Dataset Block Start
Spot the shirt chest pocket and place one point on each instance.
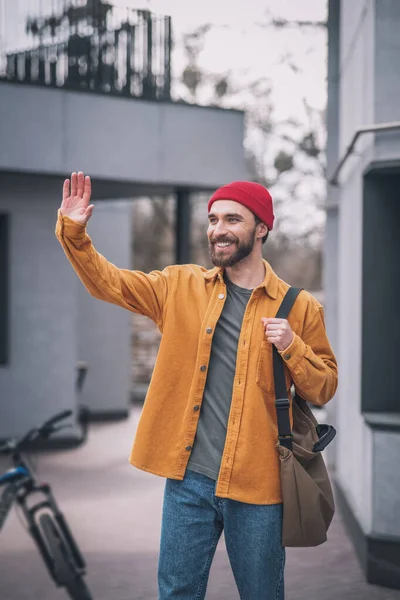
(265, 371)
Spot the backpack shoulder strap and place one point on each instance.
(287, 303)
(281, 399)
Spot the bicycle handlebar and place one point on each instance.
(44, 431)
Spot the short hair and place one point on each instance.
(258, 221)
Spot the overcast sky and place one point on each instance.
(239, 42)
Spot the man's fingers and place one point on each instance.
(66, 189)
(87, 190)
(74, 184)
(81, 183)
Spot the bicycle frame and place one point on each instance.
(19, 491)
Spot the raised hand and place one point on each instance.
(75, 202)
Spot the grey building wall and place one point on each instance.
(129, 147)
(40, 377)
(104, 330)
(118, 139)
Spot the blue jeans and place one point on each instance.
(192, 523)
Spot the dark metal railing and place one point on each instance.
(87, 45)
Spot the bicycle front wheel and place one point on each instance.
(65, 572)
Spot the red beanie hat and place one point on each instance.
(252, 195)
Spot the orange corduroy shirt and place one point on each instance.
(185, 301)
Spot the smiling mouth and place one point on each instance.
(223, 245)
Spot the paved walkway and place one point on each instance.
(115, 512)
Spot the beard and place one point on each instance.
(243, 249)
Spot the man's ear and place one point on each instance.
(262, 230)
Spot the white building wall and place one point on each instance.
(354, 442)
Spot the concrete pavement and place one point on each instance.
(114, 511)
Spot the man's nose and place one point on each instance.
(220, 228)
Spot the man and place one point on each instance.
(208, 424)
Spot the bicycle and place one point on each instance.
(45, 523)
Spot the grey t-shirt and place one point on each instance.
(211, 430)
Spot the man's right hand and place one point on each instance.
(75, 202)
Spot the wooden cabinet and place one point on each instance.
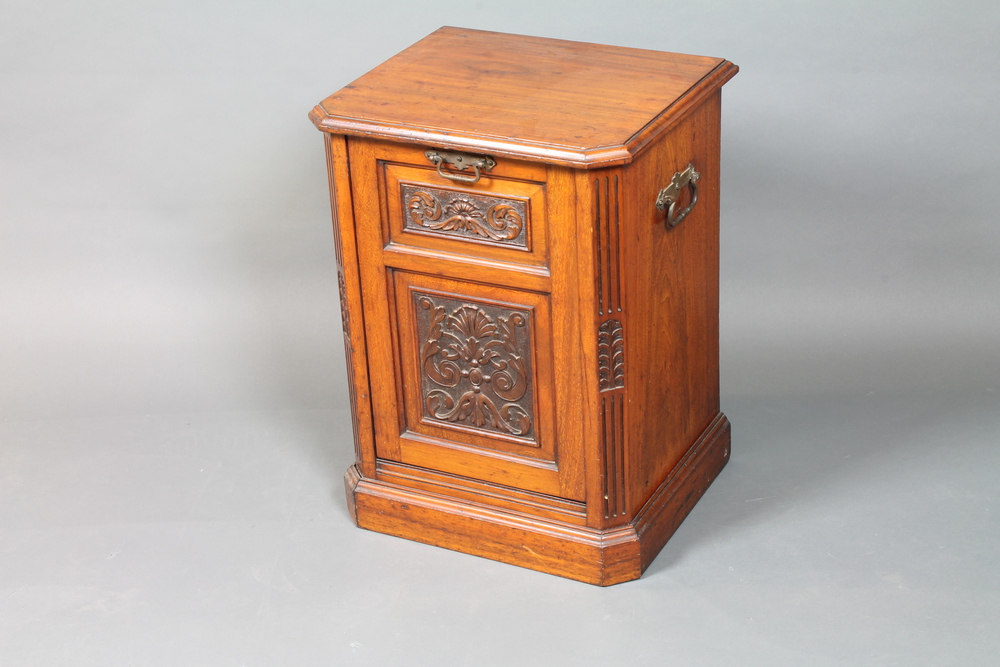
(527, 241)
Dataset Block End
Dataset Block Start
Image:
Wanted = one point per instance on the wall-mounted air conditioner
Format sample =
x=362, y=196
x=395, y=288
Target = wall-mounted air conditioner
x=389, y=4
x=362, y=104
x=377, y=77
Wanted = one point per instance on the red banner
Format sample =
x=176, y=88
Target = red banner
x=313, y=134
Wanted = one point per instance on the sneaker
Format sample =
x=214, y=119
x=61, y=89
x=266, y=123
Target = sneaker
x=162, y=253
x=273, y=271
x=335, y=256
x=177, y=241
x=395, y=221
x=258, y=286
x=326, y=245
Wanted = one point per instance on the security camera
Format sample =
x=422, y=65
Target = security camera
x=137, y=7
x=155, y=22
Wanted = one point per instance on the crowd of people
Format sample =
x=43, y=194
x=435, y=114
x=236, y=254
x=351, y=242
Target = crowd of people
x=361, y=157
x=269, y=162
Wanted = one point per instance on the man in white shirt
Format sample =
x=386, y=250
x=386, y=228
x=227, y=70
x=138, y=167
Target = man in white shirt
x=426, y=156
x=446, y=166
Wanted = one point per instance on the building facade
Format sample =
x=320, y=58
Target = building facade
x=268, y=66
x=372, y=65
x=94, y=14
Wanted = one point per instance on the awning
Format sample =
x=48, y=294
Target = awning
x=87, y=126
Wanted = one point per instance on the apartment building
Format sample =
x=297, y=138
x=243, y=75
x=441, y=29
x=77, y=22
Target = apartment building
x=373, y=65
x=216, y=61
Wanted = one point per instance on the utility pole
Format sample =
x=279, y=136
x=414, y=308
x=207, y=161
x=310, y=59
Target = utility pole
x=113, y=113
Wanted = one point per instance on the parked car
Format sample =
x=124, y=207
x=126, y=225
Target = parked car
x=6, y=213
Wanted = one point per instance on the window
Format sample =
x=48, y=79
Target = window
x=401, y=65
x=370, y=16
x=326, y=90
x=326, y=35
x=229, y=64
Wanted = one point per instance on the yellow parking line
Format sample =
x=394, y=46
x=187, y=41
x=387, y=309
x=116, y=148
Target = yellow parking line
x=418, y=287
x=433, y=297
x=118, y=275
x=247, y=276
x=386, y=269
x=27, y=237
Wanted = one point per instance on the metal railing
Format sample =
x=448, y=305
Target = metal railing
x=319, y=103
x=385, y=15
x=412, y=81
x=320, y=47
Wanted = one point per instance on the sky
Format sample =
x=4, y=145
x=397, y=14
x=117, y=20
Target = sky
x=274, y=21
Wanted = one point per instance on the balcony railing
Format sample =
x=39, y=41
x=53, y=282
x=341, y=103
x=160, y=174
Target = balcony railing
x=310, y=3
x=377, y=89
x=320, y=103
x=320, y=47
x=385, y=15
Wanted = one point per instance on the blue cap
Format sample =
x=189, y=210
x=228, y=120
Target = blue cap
Dataset Block End
Dataset Block Start
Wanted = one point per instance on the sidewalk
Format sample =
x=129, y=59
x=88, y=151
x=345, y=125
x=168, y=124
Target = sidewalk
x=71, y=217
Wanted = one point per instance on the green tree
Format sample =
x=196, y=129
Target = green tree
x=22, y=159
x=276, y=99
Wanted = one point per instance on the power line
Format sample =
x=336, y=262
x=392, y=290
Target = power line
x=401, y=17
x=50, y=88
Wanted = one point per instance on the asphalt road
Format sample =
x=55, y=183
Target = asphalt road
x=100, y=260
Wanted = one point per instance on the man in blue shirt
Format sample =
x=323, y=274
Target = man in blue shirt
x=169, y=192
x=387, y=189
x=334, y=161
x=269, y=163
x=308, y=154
Dataset Block End
**Brief:**
Of the lines above, extract only those from the line with "Wanted = one point per instance on the metal" to the line with "Target = blue cap", both included, exactly as written.

**Completed exercise:**
Wanted = one point per instance on the metal railing
Format sample =
x=448, y=305
Target = metal railing
x=319, y=103
x=385, y=15
x=412, y=81
x=320, y=47
Wanted = one point per instance on the sky
Format sample =
x=4, y=145
x=397, y=14
x=117, y=20
Target = sky
x=274, y=21
Wanted = one point per instance on the balcony railing
Format sample =
x=39, y=41
x=53, y=282
x=341, y=103
x=160, y=174
Target = balcony railing
x=310, y=3
x=377, y=89
x=320, y=103
x=320, y=47
x=385, y=15
Wanted = one point per instance on the blue cap
Format sample =
x=189, y=210
x=228, y=120
Target = blue cap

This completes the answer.